■ DOCUMENT TEXT
One summer day when Bromme was working, weeding the sand trap on the No. 9 (now No. 18), he was approached by representatives of the Bemidji State University basketball program. After some discussion, he was given a scholarship to play ball. Bromme was a co-captain and an all-conference player at Bemidji too. Interestingly, he met Ben Trochill and Rol Bromberg on the team; both became lifelong friends and later coaches in Cloquet (basketball and football, respectively). Their girlfriends, eventually their wives, were all good friends too, so it made for a great college experience.

After college, Bromme coached basketball and baseball at New York Mills high school, and then at Itasca College in Coleraine and at Moorhead State University. He had success at all levels, including a conference championship at Itasca with Cloquet grads Jack Hagen and Jerry Maunu. Bob had breakfast with them on his recent visit and caught up on old times.

■ WRITTEN INSTRUCTION A
Reproduce the part of the passage about Bromme that begins at the words "One summer day" and stops after "great college experience.", replacing "girlfriends" with "sweethearts".
■ WRITTEN INSTRUCTION B
According to the passage about Bromme, which sports did he coach at New York Mills high school?
■ WRITTEN INSTRUCTION C
Pick up the passage about Bromme's college years and coaching career where it stops, and extend it.

■ DATA SHOWN

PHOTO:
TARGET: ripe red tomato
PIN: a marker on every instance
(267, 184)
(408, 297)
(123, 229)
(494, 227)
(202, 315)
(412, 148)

■ RESULT A
One summer day when Bromme was working, weeding the sand trap on the No. 9 (now No. 18), he was approached by representatives of the Bemidji State University basketball program. After some discussion, he was given a scholarship to play ball. Bromme was a co-captain and an all-conference player at Bemidji too. Interestingly, he met Ben Trochill and Rol Bromberg on the team; both became lifelong friends and later coaches in Cloquet (basketball and football, respectively). Their sweethearts, eventually their wives, were all good friends too, so it made for a great college experience.

■ RESULT B
Basketball and baseball.

■ RESULT C
Bromme spent about 20 years of his working career in the coaching and education field and then about 20 more years as a regional manager for the Pioneer Mutual Life Insurance company. He eventually moved to Arizona, which was part of his region. He was a member of the Moorhead Country Club and the Rio Rancho golf club in Arizona for many years. Bob often came back to Cloquet in the summer to play in the Cloquet Invitational. He'd stay with Bromberg, or the Fond du Lac College when housing was available there.

As proud as Bromme was of his own accomplishments, he truly lit up when talking about his extended family. He has three kids, eight grandkids, five great-grandkids and one in "the oven." He is very proud of them all, and shared sports stories about two of his grandkids. One grandson achieved the title of "Mr. Basketball'' while in high school in Colorado. He then went on to play college basketball for Colorado and was the "sixth man of the year" in the Big 12 conference. The other grandson he spoke of was born without hands or feet, yet has reached the pinnacle of Paralympic Games swimming. He won gold medals in Rio de Janeiro in 2016, London in 2012 and Beijing in 2008, 12 in all. He's a Stanford grad, 31 years old now. Per Bob, with prosthetics "he writes and walks better than you or I."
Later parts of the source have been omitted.